>> begin

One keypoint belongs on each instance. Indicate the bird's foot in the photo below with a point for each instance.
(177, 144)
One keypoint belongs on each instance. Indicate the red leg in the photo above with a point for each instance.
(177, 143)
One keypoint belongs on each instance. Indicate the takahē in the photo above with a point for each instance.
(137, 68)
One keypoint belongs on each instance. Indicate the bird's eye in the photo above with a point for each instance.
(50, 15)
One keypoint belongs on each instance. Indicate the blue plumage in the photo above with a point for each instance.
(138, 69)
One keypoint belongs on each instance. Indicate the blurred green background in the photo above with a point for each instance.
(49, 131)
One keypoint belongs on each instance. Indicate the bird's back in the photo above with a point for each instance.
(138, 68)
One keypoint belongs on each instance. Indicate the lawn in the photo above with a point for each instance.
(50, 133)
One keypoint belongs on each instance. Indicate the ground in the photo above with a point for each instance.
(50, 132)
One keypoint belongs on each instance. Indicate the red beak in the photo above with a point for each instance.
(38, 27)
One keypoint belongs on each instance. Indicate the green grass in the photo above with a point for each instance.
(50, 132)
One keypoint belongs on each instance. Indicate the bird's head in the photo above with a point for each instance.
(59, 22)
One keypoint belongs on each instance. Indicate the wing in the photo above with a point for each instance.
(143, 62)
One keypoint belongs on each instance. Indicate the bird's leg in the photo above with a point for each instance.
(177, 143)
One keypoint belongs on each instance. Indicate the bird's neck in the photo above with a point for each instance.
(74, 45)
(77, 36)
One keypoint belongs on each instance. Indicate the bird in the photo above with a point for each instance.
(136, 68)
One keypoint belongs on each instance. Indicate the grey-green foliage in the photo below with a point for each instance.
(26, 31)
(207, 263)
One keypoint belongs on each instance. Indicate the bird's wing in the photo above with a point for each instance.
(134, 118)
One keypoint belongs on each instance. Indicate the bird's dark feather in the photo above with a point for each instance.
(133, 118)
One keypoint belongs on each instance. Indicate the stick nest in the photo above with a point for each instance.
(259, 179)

>> end

_Task to carry out:_ Every entry should be output exactly as written, please.

_Solution to this problem:_
One keypoint belongs on each instance. Indicate the bird's foot in the photo below with a point for each instance.
(177, 144)
One keypoint belongs on each instance. Indicate the red leg in the photo above with a point for each instance.
(177, 143)
One keypoint belongs on each instance. Indicate the takahē in the photo above with a point for each instance.
(137, 68)
One keypoint belongs on each instance. Indicate the bird's eye in the photo above with a point for each instance.
(50, 15)
One keypoint belongs on each instance. Indicate the blue plumage in the photo above with a point for each instance.
(138, 69)
One keypoint belongs on each instance. Indicate the blurred green background in the photo above with a point for each instance.
(49, 131)
One keypoint belongs on each instance. Indicate the bird's back in the photo above with a point for each instance.
(138, 68)
One keypoint belongs on each instance. Indicate the lawn in the photo above with a point for each instance.
(50, 133)
One keypoint belongs on each instance. Indicate the ground in the photo above with a point for each instance.
(50, 132)
One keypoint belongs on each instance. Indicate the red beak in the photo above with a point for each instance.
(38, 27)
One keypoint belongs on each instance. Indicate the green grass in the photo above with a point for each instance.
(50, 132)
One keypoint belongs on each instance. Indicate the bird's head in the photo above with a point for each instance.
(59, 22)
One keypoint belongs on each instance. Indicate the wing in the photo above with a point for each instance.
(143, 62)
One keypoint belongs on each instance. Indicate the bird's leg in the photo above with a point for each instance.
(177, 143)
One keypoint belongs on each instance. Indicate the bird's neck in the photo above with a point for each instance.
(74, 45)
(77, 36)
One keypoint belongs on each instance. Indicate the bird in the photo above with a point for each instance.
(136, 68)
One keypoint belongs on each instance. Indicate the grey-green foliage in the photo below with a point for each instance.
(26, 31)
(207, 263)
One keypoint belongs on each instance. Indicate the bird's wing in the photo above with a point for each instance.
(134, 118)
One keypoint belongs on each instance. Indicate the bird's dark feather in the photo above with a point for each instance.
(133, 118)
One keypoint belongs on each instance. Indicate the stick nest in the photo above with a point for each instance.
(259, 179)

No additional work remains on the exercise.